◆ Text for analysis:

----------

Veteran-themed posters created by Two Eagle River School students decorated the walls in the Joe McDonald Health Center Camas Room. Accompanied by at least a dozen drummers on hand drums, members of the Veteran Warrior Society opened the ceremony carrying flags of America, Canada, the Flathead Indian Reservation and the Eagle staff.
Tony Incashola, Salish Culture Committee, thanked veterans for “protecting our values, protecting our land, and protecting our freedom.”
Incashola urged those in attendance to honor veterans daily, because “we don’t know what he or she had to go through to serve and come home. They come home a different person because of what they have seen. Some don’t come home at all,” he said. “Even when they are home, they’re still gone. War is one of the worst things a human can experience. We need to be willing to stand by them and help them.”

----------

◆ Data shown:
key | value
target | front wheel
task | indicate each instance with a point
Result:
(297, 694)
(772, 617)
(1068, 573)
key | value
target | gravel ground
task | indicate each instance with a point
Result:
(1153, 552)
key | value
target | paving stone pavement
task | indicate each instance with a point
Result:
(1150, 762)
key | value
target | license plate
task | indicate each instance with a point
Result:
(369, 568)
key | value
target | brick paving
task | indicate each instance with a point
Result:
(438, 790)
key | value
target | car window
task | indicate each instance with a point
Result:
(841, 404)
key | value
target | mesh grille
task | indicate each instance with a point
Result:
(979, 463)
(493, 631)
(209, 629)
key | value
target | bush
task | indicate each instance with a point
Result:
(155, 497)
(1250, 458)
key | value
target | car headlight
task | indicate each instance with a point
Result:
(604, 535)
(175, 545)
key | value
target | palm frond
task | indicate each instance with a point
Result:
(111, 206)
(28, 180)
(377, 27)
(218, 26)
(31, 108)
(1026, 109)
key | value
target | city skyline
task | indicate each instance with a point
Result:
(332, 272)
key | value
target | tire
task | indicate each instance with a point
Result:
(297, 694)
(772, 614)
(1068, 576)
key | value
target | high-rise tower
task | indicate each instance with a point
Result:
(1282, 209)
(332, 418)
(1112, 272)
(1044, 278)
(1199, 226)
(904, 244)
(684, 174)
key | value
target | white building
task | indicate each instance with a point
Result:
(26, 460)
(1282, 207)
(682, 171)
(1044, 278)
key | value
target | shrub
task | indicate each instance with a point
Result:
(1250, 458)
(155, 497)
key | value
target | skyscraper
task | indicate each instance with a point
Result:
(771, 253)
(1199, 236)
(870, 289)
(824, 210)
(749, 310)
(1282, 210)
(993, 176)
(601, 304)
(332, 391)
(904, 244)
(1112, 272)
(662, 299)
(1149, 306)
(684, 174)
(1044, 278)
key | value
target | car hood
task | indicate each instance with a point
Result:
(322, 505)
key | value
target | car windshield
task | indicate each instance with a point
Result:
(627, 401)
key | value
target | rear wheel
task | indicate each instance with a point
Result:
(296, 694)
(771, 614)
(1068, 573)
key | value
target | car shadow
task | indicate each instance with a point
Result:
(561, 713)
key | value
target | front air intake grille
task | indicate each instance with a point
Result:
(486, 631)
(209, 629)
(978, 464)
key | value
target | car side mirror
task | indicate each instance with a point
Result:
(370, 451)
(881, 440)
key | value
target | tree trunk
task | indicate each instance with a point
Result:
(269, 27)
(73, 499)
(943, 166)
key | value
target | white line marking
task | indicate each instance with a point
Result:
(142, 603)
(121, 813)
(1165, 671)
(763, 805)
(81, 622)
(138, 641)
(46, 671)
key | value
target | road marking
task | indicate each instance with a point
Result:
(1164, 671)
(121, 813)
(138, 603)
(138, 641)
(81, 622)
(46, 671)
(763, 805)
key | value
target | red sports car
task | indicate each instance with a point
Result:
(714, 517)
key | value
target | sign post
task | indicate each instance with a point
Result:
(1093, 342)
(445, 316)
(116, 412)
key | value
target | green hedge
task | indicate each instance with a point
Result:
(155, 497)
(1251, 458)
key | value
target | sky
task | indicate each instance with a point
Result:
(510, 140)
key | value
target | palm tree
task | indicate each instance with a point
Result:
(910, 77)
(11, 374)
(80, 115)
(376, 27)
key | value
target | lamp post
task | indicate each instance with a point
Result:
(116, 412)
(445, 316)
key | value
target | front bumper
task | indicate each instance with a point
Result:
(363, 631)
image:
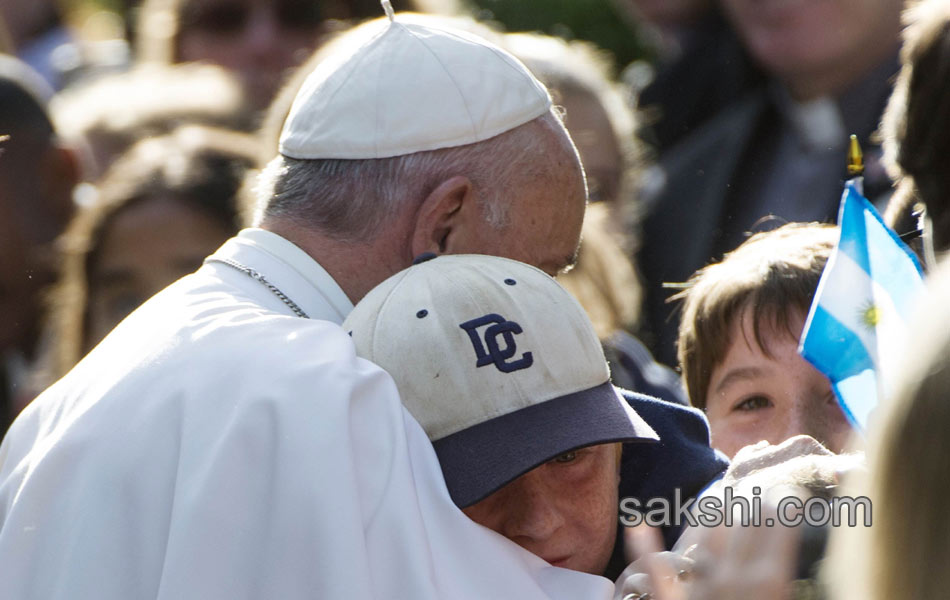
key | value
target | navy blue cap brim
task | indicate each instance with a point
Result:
(481, 459)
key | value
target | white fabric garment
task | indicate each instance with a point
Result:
(215, 446)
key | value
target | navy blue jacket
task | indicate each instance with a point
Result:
(682, 459)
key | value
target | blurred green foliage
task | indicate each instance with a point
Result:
(597, 21)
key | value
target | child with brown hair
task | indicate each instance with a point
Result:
(738, 342)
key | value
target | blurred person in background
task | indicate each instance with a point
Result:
(916, 130)
(602, 125)
(107, 115)
(36, 29)
(259, 40)
(738, 342)
(700, 67)
(161, 209)
(781, 149)
(37, 176)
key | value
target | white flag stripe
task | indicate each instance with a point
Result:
(845, 293)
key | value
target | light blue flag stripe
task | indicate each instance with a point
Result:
(841, 353)
(865, 294)
(862, 385)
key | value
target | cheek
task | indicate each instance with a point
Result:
(730, 434)
(595, 516)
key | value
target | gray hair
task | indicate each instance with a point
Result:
(352, 200)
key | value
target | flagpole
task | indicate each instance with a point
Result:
(856, 165)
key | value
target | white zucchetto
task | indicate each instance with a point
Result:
(408, 88)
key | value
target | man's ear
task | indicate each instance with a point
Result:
(440, 215)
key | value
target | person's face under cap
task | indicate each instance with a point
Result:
(564, 511)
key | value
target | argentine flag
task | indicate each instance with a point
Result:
(865, 295)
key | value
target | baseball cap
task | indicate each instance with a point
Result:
(497, 362)
(408, 84)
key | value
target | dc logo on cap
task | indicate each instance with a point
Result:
(500, 328)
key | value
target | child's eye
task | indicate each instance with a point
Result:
(753, 403)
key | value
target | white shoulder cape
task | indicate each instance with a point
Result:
(213, 447)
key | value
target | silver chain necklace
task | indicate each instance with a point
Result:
(263, 281)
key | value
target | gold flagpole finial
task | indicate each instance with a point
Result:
(388, 9)
(855, 158)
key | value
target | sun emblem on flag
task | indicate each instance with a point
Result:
(870, 315)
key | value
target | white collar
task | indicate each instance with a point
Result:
(324, 299)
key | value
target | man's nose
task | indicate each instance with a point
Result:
(809, 417)
(535, 515)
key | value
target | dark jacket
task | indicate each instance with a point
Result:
(681, 460)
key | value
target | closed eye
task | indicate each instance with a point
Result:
(752, 403)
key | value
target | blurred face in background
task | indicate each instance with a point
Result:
(817, 47)
(257, 39)
(590, 128)
(147, 246)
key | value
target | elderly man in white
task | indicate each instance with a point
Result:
(224, 441)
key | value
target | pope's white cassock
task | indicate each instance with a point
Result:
(217, 446)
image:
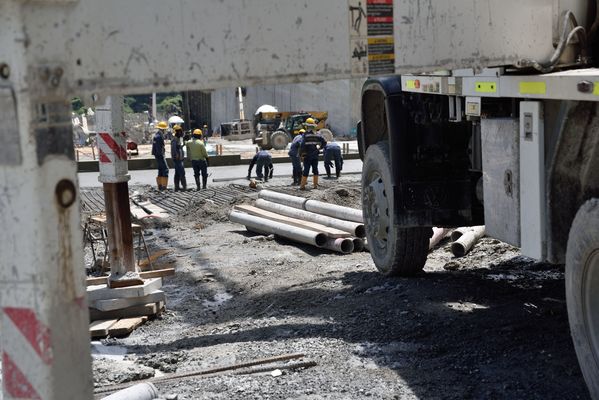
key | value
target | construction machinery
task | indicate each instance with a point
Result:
(277, 129)
(487, 113)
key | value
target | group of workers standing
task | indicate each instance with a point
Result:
(196, 152)
(305, 147)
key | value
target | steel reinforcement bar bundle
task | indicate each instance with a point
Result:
(313, 222)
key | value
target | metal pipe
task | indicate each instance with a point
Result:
(333, 210)
(278, 228)
(438, 234)
(461, 246)
(358, 244)
(356, 229)
(141, 391)
(341, 245)
(282, 198)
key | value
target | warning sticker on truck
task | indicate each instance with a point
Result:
(371, 37)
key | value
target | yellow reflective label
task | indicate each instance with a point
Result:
(533, 88)
(486, 87)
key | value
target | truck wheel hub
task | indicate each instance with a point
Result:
(377, 220)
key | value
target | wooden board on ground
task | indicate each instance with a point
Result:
(101, 292)
(155, 210)
(125, 326)
(143, 264)
(157, 273)
(117, 304)
(138, 212)
(100, 328)
(147, 310)
(330, 232)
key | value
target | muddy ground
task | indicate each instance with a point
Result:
(489, 325)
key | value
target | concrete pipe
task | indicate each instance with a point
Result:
(354, 228)
(458, 232)
(141, 391)
(463, 245)
(358, 244)
(341, 245)
(278, 228)
(282, 198)
(438, 235)
(335, 211)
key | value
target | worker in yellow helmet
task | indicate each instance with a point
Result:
(310, 147)
(196, 151)
(158, 151)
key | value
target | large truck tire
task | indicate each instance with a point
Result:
(326, 134)
(582, 291)
(394, 250)
(279, 140)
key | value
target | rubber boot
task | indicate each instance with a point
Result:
(184, 183)
(303, 183)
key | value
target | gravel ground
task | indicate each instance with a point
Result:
(492, 324)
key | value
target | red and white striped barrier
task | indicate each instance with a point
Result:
(112, 151)
(25, 363)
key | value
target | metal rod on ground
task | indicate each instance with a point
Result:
(438, 235)
(282, 198)
(211, 371)
(141, 391)
(333, 210)
(112, 148)
(278, 228)
(461, 246)
(355, 228)
(341, 245)
(358, 244)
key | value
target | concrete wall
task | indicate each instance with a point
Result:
(340, 98)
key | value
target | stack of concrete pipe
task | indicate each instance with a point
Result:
(313, 222)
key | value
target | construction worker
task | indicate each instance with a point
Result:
(263, 161)
(158, 151)
(196, 151)
(310, 146)
(295, 157)
(332, 152)
(178, 157)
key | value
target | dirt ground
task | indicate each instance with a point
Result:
(492, 324)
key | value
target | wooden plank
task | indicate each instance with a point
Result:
(101, 292)
(153, 257)
(158, 273)
(137, 212)
(155, 210)
(330, 232)
(100, 328)
(129, 312)
(117, 304)
(125, 326)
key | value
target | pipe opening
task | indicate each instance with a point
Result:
(347, 245)
(360, 231)
(320, 239)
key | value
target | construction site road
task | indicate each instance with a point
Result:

----------

◆ What to do:
- a) Answer these questions about the veterans ceremony text:
(i) Which school's students created the veteran-themed posters?
(ii) In which room of the Joe McDonald Health Center were the posters displayed?
(iii) What committee is Tony Incashola with?
- b) Carry on the account of the veterans ceremony from the point where it stops.

◆ Results for each task:
- a)
(i) Two Eagle River School
(ii) The Camas Room
(iii) The Salish Culture Committee

- b)
Guest speaker Lance Corporal Tomy Parker of Ronan addressed the crowd briefly, reminding them that wounds most veterans take home from war are not as visible as his own.
“The majority of veterans, you can’t see their wounds, yet those people are just as wounded,” he said.
Parker was on foot patrol in Sangin, Afghanistan on Dec. 11, 2010, when he stepped on an improvised explosive device, resulting in a left leg amputation at the hip, a right leg amputation above the knee and all fingers of his left hand lost, leaving only his thumb.